* **Source document**:
════
An interesting thing happened with this theory of the Aryan invasion. Jyotiba Phule argued that the Aryan invasion brought the brahmanas who subjugated the indigenous peoples; thus making them – sudras, dalits and tribals – the rightful claimants and inheritors of the land.
 
At the other end is the Hindutva version of history which holds that there was no invasion, the Aryans being indigenous to India, therefore giving a clean, linear descent to the Hindu Arya as the rightful inheritor of the land.
 
The explanation of origin is critical to any communal ideology. For Hindutva to be tenable, it must be established that only Hindu Aryas are true descendants of the land. How else can the notion of pitrubhumi hold valid?
 
Neither of these interpretations, however, is borne out by historical evidence. Apart from the Rigveda being the earliest source that refers to the arya, today we have the evidence provided by archaeology and linguistics. The Harappan cities cannot be equated with Vedic society as the urban culture of the former is distinctly different from the predominantly pastoral culture of the latter.
 
Archaeological evidence from the North-West of the subcontinent and dating to 3000 B.C. onwards provides no evidence of a large scale invasion or migration. However there is evidence of contact between the North-West and the areas beyond in Afghanistan, North-Eastern Iran and the Oxus valley, especially in the second millennium B.C. That would suggest there was a frequent movement of people and goods between these areas.
════
* **What to do**:
- a) Summarize the passage on the Aryan invasion theory in two sentences.
- b) In the passage on the Aryan invasion theory, why can't the Harappan cities be equated with Vedic society?

* **Data lines**:
════
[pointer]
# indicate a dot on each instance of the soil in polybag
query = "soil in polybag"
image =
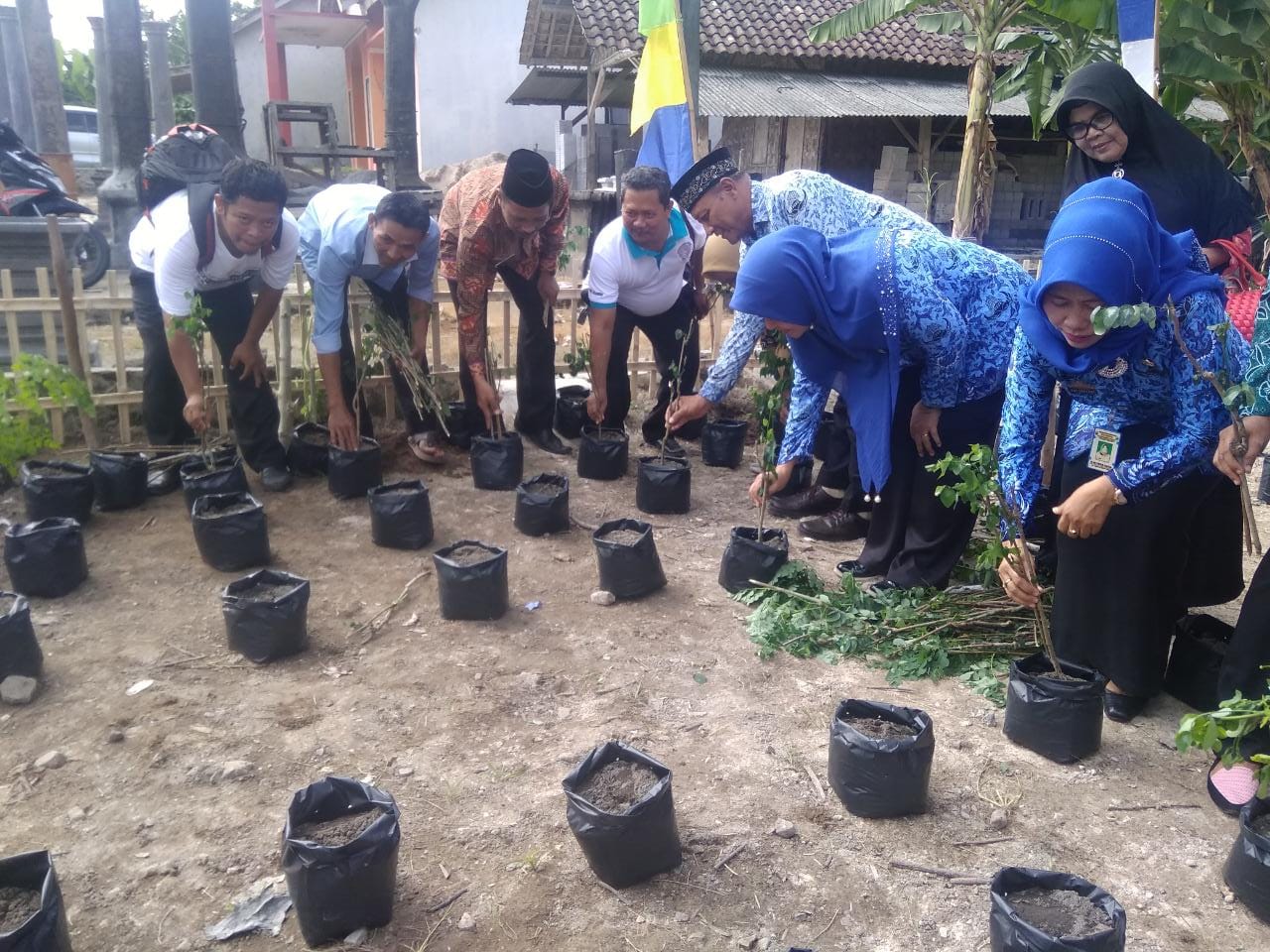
════
* **Outputs in order**:
- a) Jyotiba Phule argued that an Aryan invasion brought brahmanas who subjugated the indigenous peoples, making sudras, dalits and tribals the rightful inheritors of the land, while the Hindutva version holds that there was no invasion and that the Aryans were indigenous to India. Neither interpretation is borne out by historical evidence: archaeology from the North-West shows no large-scale invasion or migration, only contact with areas beyond, especially in the second millennium B.C.

- b) The urban culture of the Harappan cities is distinctly different from the predominantly pastoral culture of Vedic society.